**** Information shown
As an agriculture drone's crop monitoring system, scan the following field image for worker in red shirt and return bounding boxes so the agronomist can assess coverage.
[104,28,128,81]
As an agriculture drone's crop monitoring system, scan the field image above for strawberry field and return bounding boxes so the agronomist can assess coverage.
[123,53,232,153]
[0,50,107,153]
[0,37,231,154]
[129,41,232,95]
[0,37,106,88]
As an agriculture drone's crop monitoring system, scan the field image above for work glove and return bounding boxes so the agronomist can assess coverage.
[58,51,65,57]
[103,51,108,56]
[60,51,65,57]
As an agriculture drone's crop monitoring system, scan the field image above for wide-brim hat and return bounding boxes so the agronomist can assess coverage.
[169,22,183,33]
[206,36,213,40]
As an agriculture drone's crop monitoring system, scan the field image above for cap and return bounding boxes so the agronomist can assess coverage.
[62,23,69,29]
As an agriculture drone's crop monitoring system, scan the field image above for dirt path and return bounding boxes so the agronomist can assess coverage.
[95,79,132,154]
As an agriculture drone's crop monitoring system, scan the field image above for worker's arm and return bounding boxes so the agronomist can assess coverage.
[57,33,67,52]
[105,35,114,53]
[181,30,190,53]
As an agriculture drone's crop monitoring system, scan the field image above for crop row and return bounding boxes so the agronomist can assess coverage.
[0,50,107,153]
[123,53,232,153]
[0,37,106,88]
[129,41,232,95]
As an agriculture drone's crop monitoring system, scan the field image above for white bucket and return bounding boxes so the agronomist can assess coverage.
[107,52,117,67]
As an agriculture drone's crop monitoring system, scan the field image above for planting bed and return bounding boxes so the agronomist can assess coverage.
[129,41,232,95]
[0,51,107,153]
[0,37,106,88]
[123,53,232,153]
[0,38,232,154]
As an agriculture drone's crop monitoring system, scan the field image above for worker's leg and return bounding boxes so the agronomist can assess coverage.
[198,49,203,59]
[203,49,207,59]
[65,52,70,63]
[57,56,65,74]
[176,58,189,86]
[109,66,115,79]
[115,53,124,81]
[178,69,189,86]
********
### Problem requirements
Take the entries above and set them all down again exactly as they read.

### Result of the task
As an agriculture drone's crop monitoring system, scan the following field image for worker in red shirt and return bounding boxes so the agronomist can assess coverage.
[104,28,128,81]
As an agriculture drone's crop monitoring system, scan the field image above for strawberry field and return bounding boxes so the agronomist can assess coverage.
[123,53,232,153]
[0,50,107,153]
[0,37,231,154]
[129,41,232,95]
[0,37,106,88]
As an agriculture drone's crop monitoring system, scan the field image above for work glove and return bounding boxes so the agronomist can assess coverage.
[58,51,65,57]
[103,51,108,56]
[60,51,65,57]
As an agriculture drone's crop monitoring system, scan the field image above for wide-brim hat and return bounding boxes so the agronomist can assess coverage.
[169,22,183,33]
[206,36,213,40]
As an agriculture drone's crop monitoring system, scan the field image above for cap and return bounding boxes so the agronomist can assess coverage.
[62,23,69,29]
As an agriculture drone's crop monitoring system, scan the field image above for dirt path and return bounding boxes so the agronomist can assess coverage.
[95,79,132,154]
As an agriculture drone's crop monitoring system, scan the field image above for worker's arm and return bounding boxes so the agronomist can assess coverage.
[57,33,67,52]
[105,35,114,53]
[181,30,190,53]
As an agriculture drone's crop monitoring system, scan the field image above for crop row and return bounding boxes so the agronomist can assess coverage.
[0,50,107,153]
[123,53,232,153]
[0,37,106,88]
[129,41,232,95]
As an agriculture drone's crop monitoring system, scan the field image above for white bucket and return bounding boxes so the agronomist can assess coverage.
[107,52,117,67]
As an agriculture drone's crop monitoring system, scan the field image above for planting bed and return bounding boxes so the agronomist can assess coverage.
[129,41,232,95]
[0,51,107,153]
[0,37,106,88]
[123,53,232,153]
[0,38,232,154]
As an agriculture drone's crop monitoring system, scan the field image above for worker's leg and return bounding boxes so the agronomist can assess coverage.
[198,49,203,59]
[203,49,207,59]
[65,52,70,63]
[57,56,65,74]
[176,58,189,86]
[109,66,115,79]
[115,53,124,81]
[178,69,189,86]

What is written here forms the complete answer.